=== THE REQUEST ===
Please convert the lines below into a Markdown table with the columns Row and Line, numbering each row and skipping any blank lines.

-- START OF TASK INPUTS --

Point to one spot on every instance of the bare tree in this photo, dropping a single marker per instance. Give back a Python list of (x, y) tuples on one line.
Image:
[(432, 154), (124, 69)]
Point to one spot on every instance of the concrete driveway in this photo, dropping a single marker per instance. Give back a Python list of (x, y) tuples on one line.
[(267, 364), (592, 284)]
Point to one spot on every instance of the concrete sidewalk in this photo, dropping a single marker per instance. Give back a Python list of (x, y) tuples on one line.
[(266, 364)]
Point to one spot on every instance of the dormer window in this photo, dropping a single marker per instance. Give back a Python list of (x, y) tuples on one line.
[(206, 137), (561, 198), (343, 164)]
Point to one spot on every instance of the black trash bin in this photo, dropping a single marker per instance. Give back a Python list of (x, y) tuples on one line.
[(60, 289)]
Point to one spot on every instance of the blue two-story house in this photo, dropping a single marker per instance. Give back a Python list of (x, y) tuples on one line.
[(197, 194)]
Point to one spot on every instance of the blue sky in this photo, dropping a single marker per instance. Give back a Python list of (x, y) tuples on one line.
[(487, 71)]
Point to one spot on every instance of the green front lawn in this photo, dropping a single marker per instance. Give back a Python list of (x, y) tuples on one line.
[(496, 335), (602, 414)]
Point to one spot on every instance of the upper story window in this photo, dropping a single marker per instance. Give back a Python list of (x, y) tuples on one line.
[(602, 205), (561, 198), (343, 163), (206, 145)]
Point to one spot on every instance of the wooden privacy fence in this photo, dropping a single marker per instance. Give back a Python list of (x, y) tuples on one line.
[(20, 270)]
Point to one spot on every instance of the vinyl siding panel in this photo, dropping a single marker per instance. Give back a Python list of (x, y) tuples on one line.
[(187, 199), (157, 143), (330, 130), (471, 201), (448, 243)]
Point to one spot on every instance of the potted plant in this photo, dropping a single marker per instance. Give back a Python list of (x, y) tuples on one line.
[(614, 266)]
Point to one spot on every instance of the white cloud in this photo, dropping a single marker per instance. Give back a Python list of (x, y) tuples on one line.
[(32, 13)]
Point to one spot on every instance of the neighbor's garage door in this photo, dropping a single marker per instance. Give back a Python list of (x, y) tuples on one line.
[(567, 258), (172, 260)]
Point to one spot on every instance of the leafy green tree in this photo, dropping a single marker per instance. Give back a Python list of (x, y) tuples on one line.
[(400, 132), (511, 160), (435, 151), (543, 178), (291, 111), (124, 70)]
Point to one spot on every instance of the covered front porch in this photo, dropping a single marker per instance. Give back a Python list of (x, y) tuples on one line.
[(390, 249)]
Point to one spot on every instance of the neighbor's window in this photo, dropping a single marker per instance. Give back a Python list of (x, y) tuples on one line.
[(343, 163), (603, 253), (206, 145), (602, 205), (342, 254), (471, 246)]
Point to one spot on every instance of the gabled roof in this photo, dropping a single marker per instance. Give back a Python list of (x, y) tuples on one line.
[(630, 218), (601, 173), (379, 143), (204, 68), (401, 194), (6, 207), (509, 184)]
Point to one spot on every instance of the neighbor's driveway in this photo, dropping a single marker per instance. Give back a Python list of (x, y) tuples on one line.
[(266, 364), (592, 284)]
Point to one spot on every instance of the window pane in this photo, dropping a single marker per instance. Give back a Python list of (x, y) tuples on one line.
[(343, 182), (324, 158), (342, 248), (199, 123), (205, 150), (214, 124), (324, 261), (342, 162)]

-- END OF TASK INPUTS --

=== EXERCISE OUTPUT ===
| Row | Line |
|---|---|
| 1 | Point to one spot on every instance of the bare tree in this photo, dropping a single marker per instance. Give back a Python list of (x, y) tuples on one line. |
| 2 | Image: |
| 3 | [(432, 154), (124, 69)] |
| 4 | Point to one spot on every instance of the concrete driveway in this photo, dropping a single marker per instance. Give back a Python list of (x, y) tuples on one line. |
| 5 | [(267, 364), (592, 284)] |
| 6 | Point to one spot on every instance of the concrete sidewalk in this photo, dropping a single marker per instance. Give back a Python list of (x, y) tuples on one line. |
| 7 | [(266, 364)] |
| 8 | Point to one spot on every instance of the dormer window in this photo, dropping a single marker per instance. Give back a Python list of (x, y) tuples on one line. |
| 9 | [(206, 137), (561, 198), (343, 164)] |
| 10 | Point to one spot on every instance of the black trash bin in this photo, dropping a single marker per instance. Give back a Python list of (x, y) tuples on one line. |
| 11 | [(60, 289)] |
| 12 | Point to one spot on every instance of the blue two-story house in this photo, dropping a single marker per instance. Give back a Python list of (x, y) tuples on one line. |
| 13 | [(197, 194)] |
| 14 | Point to one spot on every instance of the blue sky in this photo, dropping a single marker per instance. Give back a Python list of (x, y) tuples on one line. |
| 15 | [(487, 71)] |
| 16 | Point to one spot on every instance of the green front lawn in this photo, dropping a single marker per instance. Give back a Python list of (x, y) tuples on one line. |
| 17 | [(496, 335), (602, 414)] |
| 18 | Point to one spot on every instance of the upper story window in this photo, dropping a single marker per instance. Give back a Python list of (x, y) tuples on one line. |
| 19 | [(602, 205), (561, 198), (343, 163), (206, 145)] |
| 20 | Point to one spot on every instance of the wooden privacy fence in this photo, dropping a single marker per instance. Give back a Python list of (x, y) tuples on one line. |
| 21 | [(20, 270)] |
| 22 | Point to one spot on every instance of the vinyl siding panel in this photo, dropping a single marker per instance. Give back a Python list of (x, y) tuples on one line. |
| 23 | [(187, 199), (157, 143), (330, 130), (471, 201), (448, 243)] |
| 24 | Point to one spot on every instance of the potted plant in this photo, dropping a single marker per instance. Give back a Python list of (x, y) tuples on one line. |
| 25 | [(614, 266)] |
| 26 | Point to one spot on every instance of the white cloud in this photo, dropping a single marker per instance. Give back a Python list of (x, y) tuples on one line. |
| 27 | [(32, 13)] |
| 28 | Point to one spot on every instance of the neighbor's garage door in this photo, dropping a single marker per instance. Give back a Python list of (x, y) tuples on one line. |
| 29 | [(567, 258), (172, 260)] |
| 30 | Point to one spot on every instance of the leafy green tree in this photo, dropping a single marker per instance. Give back a Python list of (x, y) tuples on one line. |
| 31 | [(400, 132), (511, 160), (435, 151), (543, 178), (291, 111), (124, 70)] |
| 32 | Point to one spot on every instance of the covered front porch in this photo, dropping a single marker per instance. Give back a Python list of (x, y) tuples on one line. |
| 33 | [(390, 249)] |
| 34 | Point to one spot on every instance of the neighbor's window in this photo, dropping a single marker per instance. Give back a Python list of (x, y) tuples on one line. |
| 35 | [(343, 163), (603, 253), (206, 145), (602, 205), (342, 254), (471, 246)] |
| 36 | Point to one spot on every instance of the gabled roof in this photo, dropping a single marker per instance. Give back a Python list of (x, y) tuples on one line. |
| 37 | [(630, 218), (601, 173), (379, 143), (204, 68), (401, 194), (6, 207), (509, 184)] |
| 38 | Point to one spot on every instance of the neighbor's driveway in this photo, dropping a single marker per instance. Give back a Python list of (x, y) tuples on one line. |
| 39 | [(266, 364), (592, 284)] |
| 40 | Point to one spot on every instance of the window pane in this photo, dropping a single marker per instance. Give back a Python list of (x, y) tuples on one line. |
| 41 | [(343, 182), (324, 158), (342, 248), (199, 123), (205, 150), (214, 124), (324, 261), (342, 162)] |